REQUIREMENTS: Your task is to repeat the lines below exactly, excluding any pictures they contain.

[Object location annotation data]
::::
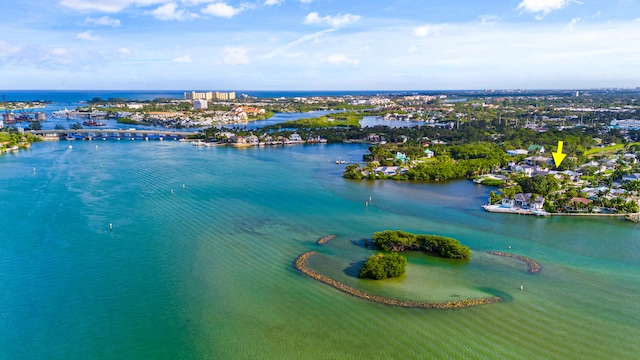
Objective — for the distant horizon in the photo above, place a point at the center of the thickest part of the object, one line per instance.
(333, 90)
(319, 44)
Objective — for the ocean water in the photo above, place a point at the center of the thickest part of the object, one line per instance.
(199, 263)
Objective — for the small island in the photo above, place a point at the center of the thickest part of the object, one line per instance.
(398, 241)
(383, 266)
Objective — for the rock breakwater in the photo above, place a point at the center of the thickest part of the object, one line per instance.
(301, 265)
(534, 267)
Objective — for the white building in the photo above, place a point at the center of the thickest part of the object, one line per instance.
(200, 104)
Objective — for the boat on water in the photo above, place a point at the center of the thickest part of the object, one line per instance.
(93, 123)
(62, 114)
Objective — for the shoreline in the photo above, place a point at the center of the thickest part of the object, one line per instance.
(520, 211)
(534, 267)
(301, 265)
(325, 239)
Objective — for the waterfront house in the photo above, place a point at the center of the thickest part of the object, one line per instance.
(428, 153)
(295, 138)
(578, 204)
(526, 201)
(238, 140)
(631, 177)
(387, 170)
(535, 160)
(252, 140)
(517, 152)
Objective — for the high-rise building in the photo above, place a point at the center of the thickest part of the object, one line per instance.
(209, 95)
(200, 104)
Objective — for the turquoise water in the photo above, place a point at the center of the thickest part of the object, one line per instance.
(206, 271)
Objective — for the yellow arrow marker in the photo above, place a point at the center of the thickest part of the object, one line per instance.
(558, 156)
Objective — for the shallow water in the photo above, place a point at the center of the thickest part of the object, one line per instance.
(206, 270)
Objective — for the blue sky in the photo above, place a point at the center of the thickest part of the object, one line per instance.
(319, 44)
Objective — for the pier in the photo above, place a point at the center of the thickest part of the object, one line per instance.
(91, 134)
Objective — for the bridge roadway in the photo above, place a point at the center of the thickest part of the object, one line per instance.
(107, 132)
::::
TASK RESPONSE:
Objective — for the distant horizon in the photo above, place a point at the center of the thickest part of the object, one line per instance.
(333, 90)
(319, 44)
Objective — for the ocean water in the photo above, place a point at the center of the thickest part of the object, one line per instance.
(199, 263)
Objective — for the small island in the photo above, place a point at the center of the thickest part of the object, one line per instance.
(398, 241)
(383, 266)
Objective — for the rock breakwater in the photo above, place a point at the center of the thickest part of the object, one line per instance.
(301, 265)
(534, 267)
Objective — for the white building in the photo above, place a point at the center of the thickest part of the object, one line per instance.
(200, 104)
Objective — for the boat on water in the photo above, place a point at the center of the thickest part of the object, one line per instance.
(93, 123)
(62, 114)
Objective — for the shoreline in the photo above, place a point at the center of the thickest part of the object, one line per instance.
(520, 211)
(534, 267)
(301, 265)
(325, 239)
Objective — for the waterfront house in the photo above, place a point at the center of the thickest part of the object, one line per instance.
(428, 153)
(295, 138)
(578, 204)
(526, 201)
(238, 140)
(631, 177)
(387, 170)
(535, 160)
(252, 140)
(517, 152)
Objective — for the high-rise building in the photo above, place a point at the center of the thickest part of the object, one line per instance.
(209, 95)
(200, 104)
Objective — for the turquoise water in the photo above, place a point at the center of the thickest part of the object, one line per instance.
(206, 271)
Objective — for the yellow arrow marker in the photo above, place a point at the center of the thickest part of the object, one line per instance.
(558, 156)
Objective — for the shallow water in the photo above, place a point at the center of the thickest part of the object, one line per instance.
(206, 270)
Objective — for the blue sky in the photo above, place a point at the center of the thickest part of the object, one line per instance.
(319, 44)
Objective — for the pier in the photo above, place a point at the center of the thickest part of the object, one line per instance.
(91, 134)
Objective — for the bridge roadway in the photo above, place a point at the center of the thickest part of the object, one line per instance.
(107, 132)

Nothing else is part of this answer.